WHAT TO PRODUCE -
Only the lines from the one containing "task: give the mask of every instance of the girl's" to the end of the entries should be written out, each exactly as it stands, both ends included.

RECORDS TO PROCESS -
____

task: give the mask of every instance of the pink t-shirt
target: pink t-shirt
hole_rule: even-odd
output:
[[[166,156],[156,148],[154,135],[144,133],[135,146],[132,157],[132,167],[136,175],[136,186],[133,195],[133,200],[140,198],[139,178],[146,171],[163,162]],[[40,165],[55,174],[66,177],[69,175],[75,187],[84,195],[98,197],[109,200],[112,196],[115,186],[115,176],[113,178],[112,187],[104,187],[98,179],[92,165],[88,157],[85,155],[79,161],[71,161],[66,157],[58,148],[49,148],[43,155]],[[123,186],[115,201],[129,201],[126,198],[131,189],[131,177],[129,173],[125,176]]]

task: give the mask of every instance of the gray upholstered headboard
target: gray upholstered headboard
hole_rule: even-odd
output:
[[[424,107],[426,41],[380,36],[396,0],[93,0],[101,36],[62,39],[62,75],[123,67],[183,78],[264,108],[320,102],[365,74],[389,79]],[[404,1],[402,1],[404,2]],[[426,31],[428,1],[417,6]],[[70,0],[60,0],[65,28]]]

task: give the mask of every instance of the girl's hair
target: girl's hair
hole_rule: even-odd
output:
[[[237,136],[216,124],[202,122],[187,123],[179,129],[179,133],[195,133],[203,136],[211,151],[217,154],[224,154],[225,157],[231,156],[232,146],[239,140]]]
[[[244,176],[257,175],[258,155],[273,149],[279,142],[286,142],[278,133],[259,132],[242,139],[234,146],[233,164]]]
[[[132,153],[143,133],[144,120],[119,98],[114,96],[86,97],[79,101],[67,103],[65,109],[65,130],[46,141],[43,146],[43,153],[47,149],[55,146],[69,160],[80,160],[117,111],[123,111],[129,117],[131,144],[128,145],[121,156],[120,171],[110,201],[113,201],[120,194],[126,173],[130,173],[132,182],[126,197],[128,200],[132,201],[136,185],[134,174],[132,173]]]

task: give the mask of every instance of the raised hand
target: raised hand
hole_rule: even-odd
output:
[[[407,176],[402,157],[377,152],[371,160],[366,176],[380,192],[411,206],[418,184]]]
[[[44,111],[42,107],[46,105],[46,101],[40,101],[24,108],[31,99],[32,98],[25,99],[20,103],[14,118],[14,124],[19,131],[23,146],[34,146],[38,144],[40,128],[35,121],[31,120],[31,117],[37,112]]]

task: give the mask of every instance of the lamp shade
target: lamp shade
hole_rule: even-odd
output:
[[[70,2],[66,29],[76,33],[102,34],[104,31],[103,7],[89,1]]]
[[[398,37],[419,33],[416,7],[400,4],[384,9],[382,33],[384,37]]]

____

RIGHT ANSWER -
task: give the mask of every instance of the girl's hair
target: girl's hair
hole_rule: even-odd
output:
[[[237,136],[216,124],[202,122],[187,123],[179,129],[179,133],[195,133],[203,136],[211,151],[217,154],[224,154],[225,157],[231,156],[232,146],[239,140]]]
[[[244,176],[257,175],[258,155],[273,149],[279,142],[286,142],[278,133],[259,132],[242,139],[234,146],[233,164]]]
[[[132,153],[143,133],[144,120],[119,98],[114,96],[86,97],[79,101],[67,103],[65,109],[65,130],[46,141],[43,146],[43,153],[47,149],[55,146],[69,160],[80,160],[117,111],[123,111],[129,117],[131,144],[128,145],[121,156],[120,171],[110,201],[113,201],[120,194],[126,173],[130,173],[132,182],[126,197],[128,200],[132,201],[136,185],[134,174],[132,173]]]

task: give the mask of every instance of the raised hand
target: raised hand
hole_rule: even-odd
output:
[[[407,176],[402,157],[377,152],[371,160],[366,176],[380,192],[411,206],[418,184]]]
[[[44,111],[42,107],[46,105],[46,101],[40,101],[24,108],[31,99],[32,98],[25,99],[20,103],[14,118],[14,124],[19,131],[23,146],[34,146],[38,144],[40,128],[35,121],[31,120],[31,117],[37,112]]]

task: give the mask of every instance of the lamp shade
target: lamp shade
hole_rule: even-odd
output:
[[[70,2],[66,29],[76,33],[102,34],[104,31],[103,7],[89,1]]]
[[[398,37],[419,33],[416,7],[400,4],[384,9],[382,33],[384,37]]]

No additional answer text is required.